DIRECTIVE: Name every person mentioned in the essay below about America as the frog in the frying pan.

EXCERPT PROVIDED:
America: The Frog in the Frying Pan

One thing that most Americans can probably agree on is that we are in a terrible state: angry, mistrustful, divided, and lacking clear paths to escape this ever building conflict.  We bemoan the condition and at least some of us—mostly those on the right but also some on  the left—prepare for the coming conflagration.  But for the most part we are too quiescent.  We are like the frog in the frying pan, content when it is cool, happy when it warms, and unable to leap out by the time it is frying us. 

We watch, passively, despairingly, the building betrayal of democracy.  We grow passive.  Many of us have abandoned TV news because it is so depressing.  We just want the trouble to end.  We have even convinced ourselves that the authoritarian movements of the Christian right will eventually fall back into the background.  Just give it time. 

Where is the courage to make a decisive move?  It now seems entirely possible that Congressional Republicans will shut down our government and strip our military of much needed leadership.  It seems likely that Donald Trump will delay the pending trials long enough to complete a presidential run and, considering Biden’s age, poor poll numbers, and tepid persona, win the election of 2024.  Then exact the retribution he’s yearned for and construct the authoritarian government we’ve feared.

Nowhere, outside of the legal system, do I see the resolve and decisive action that’s up to the task of bringing down Trump, Trumpism, and the expanding authoritarian movement in our nation.  A movement clearly portrayed by Timothy Snyder (On Tyranny) and Steven Levitski and Daniel Ziblatt (Tyranny of the Minority) and many others who have rung the warning bells with increasing urgency.

The FBI notes that 12,000,000 Americans are perfectly happy with the possibility of a violent overthrow of the government.  They warn that the primary threat to the US government come from domestic terror groups.  30 percent or more of our citizens seem perfectly happy to follow Trump’s angry, chaotic lead no matter where it goes.

Millions upon millions of us want to stop this movement.  Yet who, outside of the legal system, is standing up.  Who is taking the necessary steps to bring this movement to a halt.

The great majority of us still believe in the American democratic process.  We want it to work its miracle: Trump and the Trumpites will be defeated at the polls, accept their defeat and fade into the background.  I want that, too.  Very badly.  It would be far and away the best solution, and it would renew our faith in the power, even the majesty, of our democratic process and culture.

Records
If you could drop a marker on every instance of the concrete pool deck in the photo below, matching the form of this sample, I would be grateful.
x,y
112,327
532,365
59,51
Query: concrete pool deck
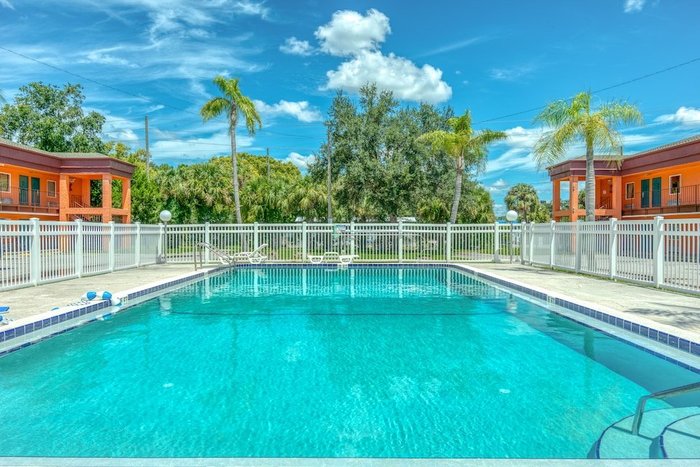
x,y
32,301
633,302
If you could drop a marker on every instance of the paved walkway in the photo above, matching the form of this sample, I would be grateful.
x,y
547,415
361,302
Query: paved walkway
x,y
669,308
35,300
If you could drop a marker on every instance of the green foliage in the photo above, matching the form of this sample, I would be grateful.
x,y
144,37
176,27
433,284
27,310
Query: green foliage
x,y
231,103
576,121
466,146
51,118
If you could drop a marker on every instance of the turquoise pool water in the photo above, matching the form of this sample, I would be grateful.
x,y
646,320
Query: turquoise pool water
x,y
361,362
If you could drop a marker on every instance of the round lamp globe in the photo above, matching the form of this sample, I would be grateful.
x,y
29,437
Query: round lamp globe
x,y
165,216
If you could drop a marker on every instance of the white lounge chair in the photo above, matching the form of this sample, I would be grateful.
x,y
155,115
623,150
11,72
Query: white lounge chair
x,y
253,257
4,310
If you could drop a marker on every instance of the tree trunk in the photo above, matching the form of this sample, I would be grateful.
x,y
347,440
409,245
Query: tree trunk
x,y
590,183
234,164
458,189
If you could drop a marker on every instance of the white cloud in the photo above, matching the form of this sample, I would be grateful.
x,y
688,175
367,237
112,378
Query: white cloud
x,y
294,46
634,6
103,57
197,147
349,32
301,110
396,74
685,116
302,162
511,74
246,7
453,46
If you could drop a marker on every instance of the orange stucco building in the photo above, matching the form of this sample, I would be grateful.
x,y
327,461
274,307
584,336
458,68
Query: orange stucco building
x,y
63,186
663,181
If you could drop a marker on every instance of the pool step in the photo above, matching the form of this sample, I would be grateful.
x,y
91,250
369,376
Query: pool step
x,y
681,439
664,433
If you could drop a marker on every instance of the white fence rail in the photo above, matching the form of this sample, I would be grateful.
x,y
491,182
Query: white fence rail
x,y
396,242
35,252
660,252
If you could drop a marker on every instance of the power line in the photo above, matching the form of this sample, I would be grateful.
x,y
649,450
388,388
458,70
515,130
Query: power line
x,y
607,88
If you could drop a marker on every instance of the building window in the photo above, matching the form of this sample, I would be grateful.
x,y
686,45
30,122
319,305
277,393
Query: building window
x,y
674,184
4,182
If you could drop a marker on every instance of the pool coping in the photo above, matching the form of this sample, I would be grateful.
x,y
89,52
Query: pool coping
x,y
29,330
33,329
670,336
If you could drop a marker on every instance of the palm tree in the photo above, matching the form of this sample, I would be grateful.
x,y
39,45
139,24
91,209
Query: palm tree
x,y
231,103
574,121
465,145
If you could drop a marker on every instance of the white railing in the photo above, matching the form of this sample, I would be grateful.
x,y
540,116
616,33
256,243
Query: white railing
x,y
660,252
398,242
35,252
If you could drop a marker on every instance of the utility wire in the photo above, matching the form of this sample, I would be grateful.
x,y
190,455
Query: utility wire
x,y
607,88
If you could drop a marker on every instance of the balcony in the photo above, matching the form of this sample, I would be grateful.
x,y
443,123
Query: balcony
x,y
664,201
25,200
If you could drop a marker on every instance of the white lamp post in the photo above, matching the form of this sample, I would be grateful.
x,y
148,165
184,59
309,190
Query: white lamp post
x,y
511,216
165,217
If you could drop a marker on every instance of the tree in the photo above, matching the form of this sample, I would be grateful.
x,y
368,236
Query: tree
x,y
576,121
466,146
523,199
52,118
232,102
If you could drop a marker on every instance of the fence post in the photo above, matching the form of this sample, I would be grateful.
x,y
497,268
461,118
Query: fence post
x,y
207,240
496,243
256,236
352,237
111,251
137,247
578,247
400,241
35,253
304,241
79,247
552,239
659,253
530,251
613,248
448,242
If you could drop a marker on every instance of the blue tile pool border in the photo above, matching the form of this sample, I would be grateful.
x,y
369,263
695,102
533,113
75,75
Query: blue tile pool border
x,y
655,335
80,311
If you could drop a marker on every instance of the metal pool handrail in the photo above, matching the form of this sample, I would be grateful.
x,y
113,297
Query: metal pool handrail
x,y
637,422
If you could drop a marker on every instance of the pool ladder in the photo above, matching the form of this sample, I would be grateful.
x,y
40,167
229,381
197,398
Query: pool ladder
x,y
639,413
223,257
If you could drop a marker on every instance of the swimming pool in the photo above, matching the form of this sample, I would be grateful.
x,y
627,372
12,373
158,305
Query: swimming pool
x,y
376,362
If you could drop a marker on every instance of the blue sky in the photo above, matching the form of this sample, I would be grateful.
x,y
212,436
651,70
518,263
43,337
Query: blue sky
x,y
495,58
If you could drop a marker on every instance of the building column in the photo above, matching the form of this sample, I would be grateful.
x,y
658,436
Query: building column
x,y
126,199
616,196
573,198
106,197
63,197
86,192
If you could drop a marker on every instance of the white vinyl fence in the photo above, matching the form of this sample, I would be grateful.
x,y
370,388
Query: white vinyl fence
x,y
35,252
398,242
660,252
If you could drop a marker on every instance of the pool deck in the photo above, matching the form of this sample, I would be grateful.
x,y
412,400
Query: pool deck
x,y
632,302
32,301
640,304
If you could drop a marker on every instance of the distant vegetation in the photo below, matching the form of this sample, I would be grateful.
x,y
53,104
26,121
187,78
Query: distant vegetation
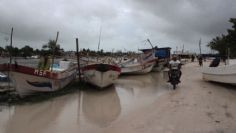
x,y
223,42
28,51
47,49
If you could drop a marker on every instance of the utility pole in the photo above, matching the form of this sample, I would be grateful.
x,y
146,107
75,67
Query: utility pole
x,y
200,50
78,58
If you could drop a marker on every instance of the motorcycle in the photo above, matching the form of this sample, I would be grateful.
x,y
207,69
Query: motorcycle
x,y
174,78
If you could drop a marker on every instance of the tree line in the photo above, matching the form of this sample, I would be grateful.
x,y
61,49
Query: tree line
x,y
27,51
226,42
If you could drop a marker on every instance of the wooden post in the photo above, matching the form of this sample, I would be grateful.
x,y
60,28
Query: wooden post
x,y
53,51
200,49
10,52
78,57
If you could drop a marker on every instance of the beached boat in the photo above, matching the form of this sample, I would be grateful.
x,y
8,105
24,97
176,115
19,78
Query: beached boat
x,y
101,75
137,68
163,55
3,77
141,65
222,74
28,80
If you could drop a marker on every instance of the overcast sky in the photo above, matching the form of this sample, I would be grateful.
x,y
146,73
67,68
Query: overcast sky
x,y
125,23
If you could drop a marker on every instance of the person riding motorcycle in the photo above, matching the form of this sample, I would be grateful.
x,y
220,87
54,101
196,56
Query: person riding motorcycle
x,y
174,65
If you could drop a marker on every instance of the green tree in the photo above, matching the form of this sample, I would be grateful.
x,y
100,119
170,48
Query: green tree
x,y
222,43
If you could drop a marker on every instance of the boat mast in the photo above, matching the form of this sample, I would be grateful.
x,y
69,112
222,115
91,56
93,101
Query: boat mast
x,y
200,50
53,51
99,38
150,43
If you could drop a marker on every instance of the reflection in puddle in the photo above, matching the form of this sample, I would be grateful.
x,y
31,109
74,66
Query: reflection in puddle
x,y
101,107
88,110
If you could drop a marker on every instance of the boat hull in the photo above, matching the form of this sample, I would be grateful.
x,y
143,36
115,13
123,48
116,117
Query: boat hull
x,y
28,84
28,81
101,75
137,68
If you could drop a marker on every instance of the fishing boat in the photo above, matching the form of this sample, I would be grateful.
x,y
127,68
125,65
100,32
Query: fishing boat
x,y
3,77
137,68
100,74
222,74
140,65
28,80
163,56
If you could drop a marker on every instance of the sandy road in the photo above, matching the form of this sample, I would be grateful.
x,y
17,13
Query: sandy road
x,y
196,106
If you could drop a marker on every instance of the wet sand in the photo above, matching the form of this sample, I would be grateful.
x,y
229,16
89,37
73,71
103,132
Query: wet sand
x,y
135,104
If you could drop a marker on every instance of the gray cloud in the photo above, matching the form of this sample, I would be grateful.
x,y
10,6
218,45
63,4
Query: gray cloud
x,y
125,24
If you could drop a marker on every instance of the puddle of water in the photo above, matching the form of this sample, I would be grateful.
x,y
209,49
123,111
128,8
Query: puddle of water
x,y
86,111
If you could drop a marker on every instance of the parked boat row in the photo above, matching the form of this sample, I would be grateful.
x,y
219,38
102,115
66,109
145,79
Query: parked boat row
x,y
96,71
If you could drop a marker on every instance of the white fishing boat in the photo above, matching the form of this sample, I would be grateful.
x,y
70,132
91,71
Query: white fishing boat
x,y
3,77
142,65
137,68
28,80
101,75
222,74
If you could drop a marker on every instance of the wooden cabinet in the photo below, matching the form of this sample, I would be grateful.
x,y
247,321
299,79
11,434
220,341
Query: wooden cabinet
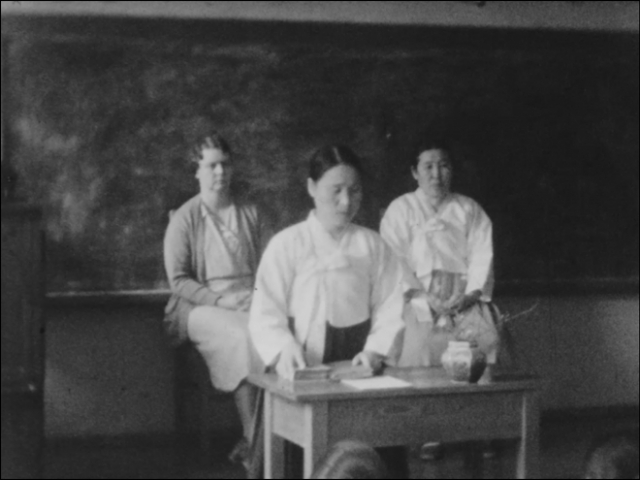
x,y
22,342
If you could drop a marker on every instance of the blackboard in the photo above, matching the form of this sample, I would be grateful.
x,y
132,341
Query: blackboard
x,y
546,137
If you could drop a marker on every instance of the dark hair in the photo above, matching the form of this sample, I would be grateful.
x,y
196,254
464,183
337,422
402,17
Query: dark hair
x,y
432,142
350,459
210,140
613,456
327,157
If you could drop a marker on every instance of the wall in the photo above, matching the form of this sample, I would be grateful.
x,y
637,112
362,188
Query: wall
x,y
596,15
110,370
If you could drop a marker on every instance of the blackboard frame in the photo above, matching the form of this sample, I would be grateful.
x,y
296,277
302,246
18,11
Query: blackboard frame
x,y
127,31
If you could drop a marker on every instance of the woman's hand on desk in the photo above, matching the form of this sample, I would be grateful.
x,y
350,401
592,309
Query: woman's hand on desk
x,y
369,359
291,359
466,302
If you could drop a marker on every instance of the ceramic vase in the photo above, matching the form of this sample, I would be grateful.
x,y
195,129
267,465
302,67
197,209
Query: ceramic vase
x,y
464,362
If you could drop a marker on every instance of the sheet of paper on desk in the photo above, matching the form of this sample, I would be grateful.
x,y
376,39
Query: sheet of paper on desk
x,y
377,383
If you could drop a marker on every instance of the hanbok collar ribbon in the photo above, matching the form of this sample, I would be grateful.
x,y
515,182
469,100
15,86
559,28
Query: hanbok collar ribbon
x,y
314,330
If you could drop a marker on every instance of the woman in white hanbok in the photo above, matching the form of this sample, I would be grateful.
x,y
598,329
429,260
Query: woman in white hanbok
x,y
327,289
444,242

OUTPUT BELOW: Donald Trump, Biden, Timothy Snyder, Steven Levitski, Daniel Ziblatt